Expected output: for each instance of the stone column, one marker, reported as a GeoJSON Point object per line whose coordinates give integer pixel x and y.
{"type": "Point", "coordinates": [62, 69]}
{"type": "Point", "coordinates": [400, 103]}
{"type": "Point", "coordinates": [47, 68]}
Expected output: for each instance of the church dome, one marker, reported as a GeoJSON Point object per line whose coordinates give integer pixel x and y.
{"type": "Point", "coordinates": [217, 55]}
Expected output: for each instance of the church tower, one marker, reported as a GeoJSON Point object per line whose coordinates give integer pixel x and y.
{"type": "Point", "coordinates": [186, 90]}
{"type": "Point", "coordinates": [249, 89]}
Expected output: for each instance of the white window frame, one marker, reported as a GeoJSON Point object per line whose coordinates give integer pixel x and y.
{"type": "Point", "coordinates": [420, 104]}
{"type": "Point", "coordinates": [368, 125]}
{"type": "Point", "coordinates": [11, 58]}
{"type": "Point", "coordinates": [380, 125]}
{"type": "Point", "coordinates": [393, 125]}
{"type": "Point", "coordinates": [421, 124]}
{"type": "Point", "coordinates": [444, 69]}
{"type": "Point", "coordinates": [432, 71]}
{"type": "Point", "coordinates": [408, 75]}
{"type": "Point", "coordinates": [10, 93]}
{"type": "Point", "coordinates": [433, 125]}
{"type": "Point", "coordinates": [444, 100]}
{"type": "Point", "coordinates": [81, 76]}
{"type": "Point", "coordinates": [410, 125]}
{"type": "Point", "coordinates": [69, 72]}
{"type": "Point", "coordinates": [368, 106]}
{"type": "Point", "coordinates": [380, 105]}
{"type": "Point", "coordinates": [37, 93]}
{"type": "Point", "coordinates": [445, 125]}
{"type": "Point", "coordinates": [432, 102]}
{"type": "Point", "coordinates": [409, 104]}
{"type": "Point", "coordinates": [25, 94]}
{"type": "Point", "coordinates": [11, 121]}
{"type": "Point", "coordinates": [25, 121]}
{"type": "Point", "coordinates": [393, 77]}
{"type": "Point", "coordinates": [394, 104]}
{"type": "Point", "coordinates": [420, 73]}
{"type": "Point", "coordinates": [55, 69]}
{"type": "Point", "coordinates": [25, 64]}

_____

- TASK TO COMPLETE -
Convert all of the data above into a numbered list, omitting any blank lines.

- RESPONSE TO THE EXERCISE -
1. Expected output: for each instance of the stone column, one marker, reported as a GeoJSON Point object per line whose coordinates give integer pixel x and y.
2. {"type": "Point", "coordinates": [62, 69]}
3. {"type": "Point", "coordinates": [400, 103]}
4. {"type": "Point", "coordinates": [47, 68]}
5. Expected output: for each instance of the church dome, one marker, reported as a GeoJSON Point object per line whose coordinates give integer pixel x and y.
6. {"type": "Point", "coordinates": [217, 55]}
7. Expected output: for each instance of the church tower, one marker, reported as a GeoJSON Point object per line whose coordinates give integer pixel x and y.
8. {"type": "Point", "coordinates": [186, 90]}
9. {"type": "Point", "coordinates": [249, 89]}
10. Expected output: for each instance of the white window frame, one marker, reported as a GeoJSON Point object per line whose coordinates give integer pixel x and y.
11. {"type": "Point", "coordinates": [420, 104]}
12. {"type": "Point", "coordinates": [368, 125]}
13. {"type": "Point", "coordinates": [11, 58]}
14. {"type": "Point", "coordinates": [380, 125]}
15. {"type": "Point", "coordinates": [393, 125]}
16. {"type": "Point", "coordinates": [421, 124]}
17. {"type": "Point", "coordinates": [444, 69]}
18. {"type": "Point", "coordinates": [432, 71]}
19. {"type": "Point", "coordinates": [408, 75]}
20. {"type": "Point", "coordinates": [10, 93]}
21. {"type": "Point", "coordinates": [433, 125]}
22. {"type": "Point", "coordinates": [444, 100]}
23. {"type": "Point", "coordinates": [81, 76]}
24. {"type": "Point", "coordinates": [410, 125]}
25. {"type": "Point", "coordinates": [69, 72]}
26. {"type": "Point", "coordinates": [368, 106]}
27. {"type": "Point", "coordinates": [380, 105]}
28. {"type": "Point", "coordinates": [37, 93]}
29. {"type": "Point", "coordinates": [445, 125]}
30. {"type": "Point", "coordinates": [432, 102]}
31. {"type": "Point", "coordinates": [409, 104]}
32. {"type": "Point", "coordinates": [25, 94]}
33. {"type": "Point", "coordinates": [11, 121]}
34. {"type": "Point", "coordinates": [25, 121]}
35. {"type": "Point", "coordinates": [393, 77]}
36. {"type": "Point", "coordinates": [394, 104]}
37. {"type": "Point", "coordinates": [420, 73]}
38. {"type": "Point", "coordinates": [55, 69]}
39. {"type": "Point", "coordinates": [25, 64]}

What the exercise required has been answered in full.